Passage:
Bowles noted that while Dunkin’ Donuts and MetroPCS together accounted for 135 new stores across the city in the past year, the other 294 national chains tracked by the report experienced a combined net loss of 41 retail locations across the five boroughs in 2017—statistics that depict “much more of a mixed picture for national retail in New York than has been in the past.”
Food-related chains have thrived over the last decade, alone responsible for more than 40 percent of the growth in national retailer locations in the city over the past 10 years, according to the CUF. The number of coffee chains like Dunkin’ Donuts and Starbucks have grown by 65 percent over the past decade, while fast-casual dining chains like Pret a Manger and Chipotle have more than doubled their presence in that time and fast-food restaurants like McDonald’s have grown 14 percent.
But the news has not been so good for retailers that “compete most directly with online outlets,” the report said, such as those in apparel, footwear, office supplies and electronics. Electronics retailers, in particular, have experienced the biggest drop of any national retailer category—with factors like RadioShack’s bankruptcy meaning there are now fewer than half as many electronics chain locations in New York than there were in 2008 (53 stores today, compared to 144 in 2008).
That dynamic hasn’t extended to mobile phone service chains like MetroPCS and T-Mobile, which in 2017 have surpassed clothing stores as the second-largest national retail chain category in the city, behind fast-food restaurants. Cell phone chains “have dominated the consumer electronics market in the decade since the iPhone was first released” in 2007, the CUF said, having grown to 854 stores across New York City from 233 locations in 2008.
Drugstore chains like CVS, Rite Aid, Walgreens and Duane Reade have struggled in comparison to recent years, losing a combined 53 locations across the city. Chain pharmacies now have a total of 558 locations across the city, up only 1 percent from their number in 2008, the CUF said—attributing the contraction in part to Duane Reade and Walgreens consolidating their locations since merging in 2010, as well as their closing of 600 stores nationwide ahead of a $4.38 billion acquisition of a portfolio of stores from Rite Aid.
Referring to the lukewarm environment for national chain retailers in New York City at large, Bowles cited “the combination of some of the highest rents in America and declining sales because of online competition.”
“A lot of retailers’ profit margins were already slim, and then you add in losses because of online shopping, and it’s not a surprise that a lot of these merchandise retailers are cutting back,” he said—adding that food establishments like Dunkin’ Donuts and Chipotle “aren’t facing that kind of online competition.”
While Manhattan continues to dominate the market among national retail chains with 2,734 locations, Brooklyn has seen the largest increase among New York City boroughs in the number of new chain locations in 2017—adding 47 new stores for a total of 1,587 locations, a 3.1 percent increase from last year.
After Dunkin’ Donuts (612 stores) MetroPCS (445) and Subway (433), the top 10 national retail chains with the most locations in the city are Starbucks (317), T-Mobile (236), Baskin-Robbins (221), McDonald’s (215), Duane Reade/Walgreens (260), Rite Aid (179) and CVS (149).

Questions:
[1] Write out the stretch of the passage on New York City chain stores from "That dynamic hasn’t" through "locations in 2008.".
[2] Translate this sentence from the passage on New York City chain stores into Spanish: "Referring to the lukewarm environment for national chain retailers in New York City at large, Bowles cited “the combination of some of the highest rents in America and declining sales because of online competition.”"
The lines after this are separate material with no connection to the passage on New York City chain stores.

Given data:
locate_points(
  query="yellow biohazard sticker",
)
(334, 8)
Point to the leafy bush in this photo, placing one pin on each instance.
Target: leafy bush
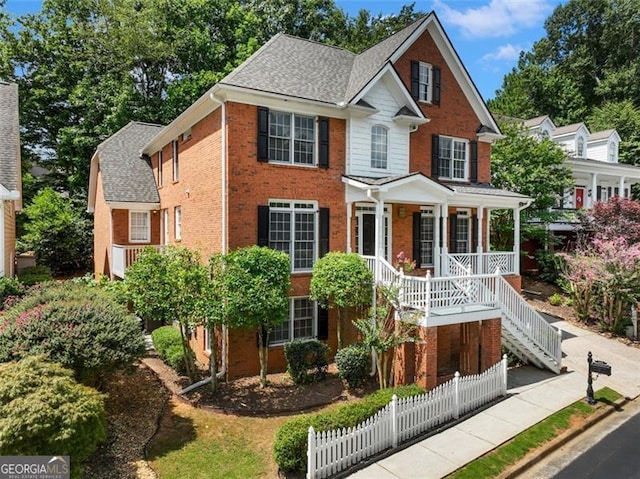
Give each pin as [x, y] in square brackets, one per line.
[10, 287]
[555, 299]
[43, 411]
[353, 364]
[168, 344]
[290, 446]
[307, 360]
[80, 327]
[35, 274]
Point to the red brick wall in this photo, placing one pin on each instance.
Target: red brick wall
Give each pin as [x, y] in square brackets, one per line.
[454, 116]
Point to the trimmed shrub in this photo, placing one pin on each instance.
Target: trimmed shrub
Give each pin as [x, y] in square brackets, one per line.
[35, 274]
[290, 446]
[80, 327]
[44, 411]
[353, 364]
[307, 360]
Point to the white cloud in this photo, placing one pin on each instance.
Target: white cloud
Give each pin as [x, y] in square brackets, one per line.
[498, 18]
[507, 53]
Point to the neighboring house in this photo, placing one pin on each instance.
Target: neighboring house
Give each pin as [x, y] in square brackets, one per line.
[10, 175]
[593, 160]
[309, 148]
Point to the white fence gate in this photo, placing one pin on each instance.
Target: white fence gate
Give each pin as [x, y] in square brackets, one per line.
[330, 452]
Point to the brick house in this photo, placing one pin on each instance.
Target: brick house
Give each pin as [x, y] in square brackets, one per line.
[309, 148]
[10, 175]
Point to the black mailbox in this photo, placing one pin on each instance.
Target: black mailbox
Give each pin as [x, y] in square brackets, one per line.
[600, 367]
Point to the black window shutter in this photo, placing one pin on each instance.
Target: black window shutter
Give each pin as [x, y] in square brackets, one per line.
[435, 155]
[263, 134]
[436, 86]
[323, 323]
[473, 147]
[453, 233]
[323, 136]
[324, 232]
[474, 234]
[417, 257]
[415, 80]
[263, 226]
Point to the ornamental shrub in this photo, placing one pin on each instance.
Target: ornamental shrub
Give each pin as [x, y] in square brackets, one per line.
[307, 360]
[80, 327]
[290, 446]
[44, 411]
[353, 364]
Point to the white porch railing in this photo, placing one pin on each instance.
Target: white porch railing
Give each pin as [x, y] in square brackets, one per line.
[330, 452]
[482, 263]
[124, 256]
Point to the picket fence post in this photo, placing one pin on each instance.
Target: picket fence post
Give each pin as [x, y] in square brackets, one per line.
[311, 454]
[456, 381]
[504, 375]
[394, 418]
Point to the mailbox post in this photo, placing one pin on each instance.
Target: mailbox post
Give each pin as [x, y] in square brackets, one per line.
[598, 367]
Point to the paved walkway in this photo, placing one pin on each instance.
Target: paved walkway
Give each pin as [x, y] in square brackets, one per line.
[534, 395]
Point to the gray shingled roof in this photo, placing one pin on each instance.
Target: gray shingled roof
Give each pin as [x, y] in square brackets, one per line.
[9, 136]
[600, 135]
[301, 68]
[126, 177]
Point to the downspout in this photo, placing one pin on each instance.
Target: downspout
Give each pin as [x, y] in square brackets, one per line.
[374, 356]
[223, 229]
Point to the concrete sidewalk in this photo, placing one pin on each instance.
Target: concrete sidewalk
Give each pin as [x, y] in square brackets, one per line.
[533, 395]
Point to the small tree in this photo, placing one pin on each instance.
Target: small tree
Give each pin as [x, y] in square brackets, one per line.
[341, 281]
[58, 232]
[258, 282]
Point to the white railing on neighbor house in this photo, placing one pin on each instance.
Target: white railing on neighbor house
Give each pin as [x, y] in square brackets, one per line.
[124, 256]
[330, 452]
[481, 263]
[526, 324]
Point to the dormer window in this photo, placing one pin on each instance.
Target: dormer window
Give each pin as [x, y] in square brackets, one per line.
[580, 147]
[612, 152]
[379, 146]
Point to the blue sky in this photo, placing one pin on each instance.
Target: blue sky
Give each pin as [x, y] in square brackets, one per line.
[488, 34]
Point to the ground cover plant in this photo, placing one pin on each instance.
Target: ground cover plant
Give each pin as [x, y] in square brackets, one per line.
[44, 411]
[497, 461]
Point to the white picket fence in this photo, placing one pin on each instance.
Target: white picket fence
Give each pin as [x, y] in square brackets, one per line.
[330, 452]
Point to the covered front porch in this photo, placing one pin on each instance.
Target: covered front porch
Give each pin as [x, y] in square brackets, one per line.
[443, 228]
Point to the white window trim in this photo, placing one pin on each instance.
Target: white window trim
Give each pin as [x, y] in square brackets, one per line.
[177, 225]
[148, 233]
[428, 86]
[387, 131]
[316, 233]
[314, 322]
[316, 140]
[467, 160]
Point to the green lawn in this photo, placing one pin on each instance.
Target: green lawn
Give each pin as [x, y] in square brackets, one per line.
[498, 460]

Your responses:
[1]
That dynamic hasn’t extended to mobile phone service chains like MetroPCS and T-Mobile, which in 2017 have surpassed clothing stores as the second-largest national retail chain category in the city, behind fast-food restaurants. Cell phone chains “have dominated the consumer electronics market in the decade since the iPhone was first released” in 2007, the CUF said, having grown to 854 stores across New York City from 233 locations in 2008.

[2] Al referirse al tibio entorno para los minoristas de cadenas nacionales en la ciudad de Nueva York en general, Bowles citó «la combinación de algunos de los alquileres más altos de Estados Unidos y la caída de las ventas debido a la competencia en línea».